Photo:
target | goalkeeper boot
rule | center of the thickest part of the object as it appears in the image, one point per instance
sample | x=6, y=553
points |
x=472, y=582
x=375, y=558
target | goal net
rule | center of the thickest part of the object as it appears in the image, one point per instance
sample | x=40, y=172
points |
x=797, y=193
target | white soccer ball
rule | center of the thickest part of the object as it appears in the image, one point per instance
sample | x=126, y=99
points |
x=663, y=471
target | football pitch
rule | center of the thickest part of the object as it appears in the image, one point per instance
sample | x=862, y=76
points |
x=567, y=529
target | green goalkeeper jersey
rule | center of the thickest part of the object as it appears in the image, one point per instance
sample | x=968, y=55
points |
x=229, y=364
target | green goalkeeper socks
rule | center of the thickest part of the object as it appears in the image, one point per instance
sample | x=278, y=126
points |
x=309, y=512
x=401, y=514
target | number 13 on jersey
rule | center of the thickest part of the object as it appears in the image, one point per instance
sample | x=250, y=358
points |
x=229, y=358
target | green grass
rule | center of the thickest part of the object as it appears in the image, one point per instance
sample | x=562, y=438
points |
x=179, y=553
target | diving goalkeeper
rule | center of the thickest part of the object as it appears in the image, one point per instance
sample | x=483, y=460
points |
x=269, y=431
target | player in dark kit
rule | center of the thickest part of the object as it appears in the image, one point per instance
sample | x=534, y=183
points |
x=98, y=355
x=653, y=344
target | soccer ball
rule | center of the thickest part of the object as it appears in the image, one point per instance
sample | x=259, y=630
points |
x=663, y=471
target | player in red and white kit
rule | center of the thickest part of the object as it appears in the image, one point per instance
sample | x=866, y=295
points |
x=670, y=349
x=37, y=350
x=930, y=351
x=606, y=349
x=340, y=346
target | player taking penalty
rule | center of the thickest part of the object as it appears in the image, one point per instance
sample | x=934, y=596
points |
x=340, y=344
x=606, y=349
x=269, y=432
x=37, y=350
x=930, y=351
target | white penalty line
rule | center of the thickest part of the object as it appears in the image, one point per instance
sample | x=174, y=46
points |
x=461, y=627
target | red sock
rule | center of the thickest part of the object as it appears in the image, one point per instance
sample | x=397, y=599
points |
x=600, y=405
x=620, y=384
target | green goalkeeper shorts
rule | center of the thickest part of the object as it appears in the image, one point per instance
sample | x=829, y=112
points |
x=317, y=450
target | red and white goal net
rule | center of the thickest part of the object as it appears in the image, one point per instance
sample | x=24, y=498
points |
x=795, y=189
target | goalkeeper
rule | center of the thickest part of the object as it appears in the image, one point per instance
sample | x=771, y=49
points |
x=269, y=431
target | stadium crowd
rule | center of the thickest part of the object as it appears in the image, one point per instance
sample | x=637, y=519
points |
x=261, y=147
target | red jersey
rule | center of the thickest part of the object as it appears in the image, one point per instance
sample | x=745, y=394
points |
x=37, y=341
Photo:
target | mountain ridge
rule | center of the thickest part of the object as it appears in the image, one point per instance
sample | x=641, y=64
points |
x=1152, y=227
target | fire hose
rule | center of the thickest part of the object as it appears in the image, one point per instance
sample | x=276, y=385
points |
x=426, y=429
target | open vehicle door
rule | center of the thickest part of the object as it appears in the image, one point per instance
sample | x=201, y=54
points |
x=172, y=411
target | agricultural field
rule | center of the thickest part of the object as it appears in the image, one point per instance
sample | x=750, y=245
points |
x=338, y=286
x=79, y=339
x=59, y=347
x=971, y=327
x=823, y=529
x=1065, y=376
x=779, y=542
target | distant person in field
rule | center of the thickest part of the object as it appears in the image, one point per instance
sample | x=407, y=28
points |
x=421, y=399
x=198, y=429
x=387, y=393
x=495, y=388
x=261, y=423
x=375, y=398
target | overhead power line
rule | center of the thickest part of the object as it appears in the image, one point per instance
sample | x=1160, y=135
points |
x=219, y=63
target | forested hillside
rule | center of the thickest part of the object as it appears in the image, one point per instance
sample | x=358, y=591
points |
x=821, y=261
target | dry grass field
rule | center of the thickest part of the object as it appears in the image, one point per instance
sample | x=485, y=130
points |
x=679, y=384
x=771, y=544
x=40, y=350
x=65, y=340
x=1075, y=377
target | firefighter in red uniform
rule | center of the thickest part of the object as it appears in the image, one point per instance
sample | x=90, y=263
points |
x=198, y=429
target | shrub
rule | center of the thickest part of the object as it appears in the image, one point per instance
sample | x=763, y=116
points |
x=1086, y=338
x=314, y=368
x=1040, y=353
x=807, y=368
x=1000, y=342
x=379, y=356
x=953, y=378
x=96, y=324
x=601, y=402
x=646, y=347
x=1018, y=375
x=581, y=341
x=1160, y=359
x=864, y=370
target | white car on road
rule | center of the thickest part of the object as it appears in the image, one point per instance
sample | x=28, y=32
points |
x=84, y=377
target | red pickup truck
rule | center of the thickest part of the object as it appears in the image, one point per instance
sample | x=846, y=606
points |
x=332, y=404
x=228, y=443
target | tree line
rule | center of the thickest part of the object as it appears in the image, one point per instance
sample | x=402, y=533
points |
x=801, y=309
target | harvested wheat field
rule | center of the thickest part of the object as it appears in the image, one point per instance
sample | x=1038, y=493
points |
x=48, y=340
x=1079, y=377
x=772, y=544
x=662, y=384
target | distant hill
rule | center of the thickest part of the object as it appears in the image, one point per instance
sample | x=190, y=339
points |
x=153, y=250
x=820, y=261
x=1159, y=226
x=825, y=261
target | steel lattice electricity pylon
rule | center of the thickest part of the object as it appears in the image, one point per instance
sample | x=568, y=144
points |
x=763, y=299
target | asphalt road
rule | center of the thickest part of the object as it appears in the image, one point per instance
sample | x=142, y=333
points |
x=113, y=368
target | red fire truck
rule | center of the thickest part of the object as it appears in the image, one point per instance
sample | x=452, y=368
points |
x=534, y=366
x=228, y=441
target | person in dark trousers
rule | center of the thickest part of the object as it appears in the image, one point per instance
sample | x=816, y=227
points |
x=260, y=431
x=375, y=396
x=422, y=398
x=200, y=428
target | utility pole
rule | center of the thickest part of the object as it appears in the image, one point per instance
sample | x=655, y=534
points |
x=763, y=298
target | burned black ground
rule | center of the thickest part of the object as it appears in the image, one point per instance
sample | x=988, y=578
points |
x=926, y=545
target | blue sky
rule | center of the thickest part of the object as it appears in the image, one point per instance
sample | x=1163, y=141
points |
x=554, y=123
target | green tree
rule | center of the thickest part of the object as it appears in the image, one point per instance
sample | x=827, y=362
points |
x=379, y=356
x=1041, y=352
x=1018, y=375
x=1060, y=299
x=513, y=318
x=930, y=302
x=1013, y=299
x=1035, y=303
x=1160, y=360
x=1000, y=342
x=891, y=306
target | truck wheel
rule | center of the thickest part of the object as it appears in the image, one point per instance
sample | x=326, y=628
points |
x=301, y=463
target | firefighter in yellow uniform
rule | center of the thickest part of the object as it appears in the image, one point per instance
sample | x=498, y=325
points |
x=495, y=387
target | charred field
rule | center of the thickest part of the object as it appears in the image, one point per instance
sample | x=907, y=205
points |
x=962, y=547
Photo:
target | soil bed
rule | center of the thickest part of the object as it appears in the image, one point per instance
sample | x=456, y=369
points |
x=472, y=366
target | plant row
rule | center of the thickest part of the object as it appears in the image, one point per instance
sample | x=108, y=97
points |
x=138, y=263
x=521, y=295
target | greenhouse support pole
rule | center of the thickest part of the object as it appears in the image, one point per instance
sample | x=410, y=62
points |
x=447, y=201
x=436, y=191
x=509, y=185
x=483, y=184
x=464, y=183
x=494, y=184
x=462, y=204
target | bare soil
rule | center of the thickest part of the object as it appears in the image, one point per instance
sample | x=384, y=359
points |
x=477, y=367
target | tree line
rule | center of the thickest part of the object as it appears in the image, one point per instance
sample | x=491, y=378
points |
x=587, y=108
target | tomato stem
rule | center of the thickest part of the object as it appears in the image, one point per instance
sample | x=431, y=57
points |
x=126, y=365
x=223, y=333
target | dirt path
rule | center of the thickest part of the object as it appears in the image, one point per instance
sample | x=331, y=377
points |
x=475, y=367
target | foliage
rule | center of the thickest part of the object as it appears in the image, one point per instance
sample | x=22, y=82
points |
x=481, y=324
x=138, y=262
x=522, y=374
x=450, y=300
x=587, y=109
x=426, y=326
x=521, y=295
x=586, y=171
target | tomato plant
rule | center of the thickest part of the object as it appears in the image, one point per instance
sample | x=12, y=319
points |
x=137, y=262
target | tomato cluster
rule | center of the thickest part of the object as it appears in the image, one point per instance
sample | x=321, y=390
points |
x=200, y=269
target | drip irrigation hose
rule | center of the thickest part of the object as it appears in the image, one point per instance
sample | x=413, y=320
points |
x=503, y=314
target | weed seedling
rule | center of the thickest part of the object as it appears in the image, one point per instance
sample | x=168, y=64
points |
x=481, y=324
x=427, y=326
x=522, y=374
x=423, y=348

- OBJECTIVE
Could you give the data again from its first line through the line with "x=797, y=193", swapping "goal net" for "soccer goal" and changing nothing else?

- CORRECT ANSWER
Photo:
target | goalkeeper boot
rule | center of the thickest part of the object as it appears in the image, one point per instance
sample | x=6, y=553
points |
x=472, y=582
x=375, y=558
target | soccer goal
rule | center of the thickest part of the object as it appears in the image, one point per instance
sample | x=40, y=172
points |
x=797, y=193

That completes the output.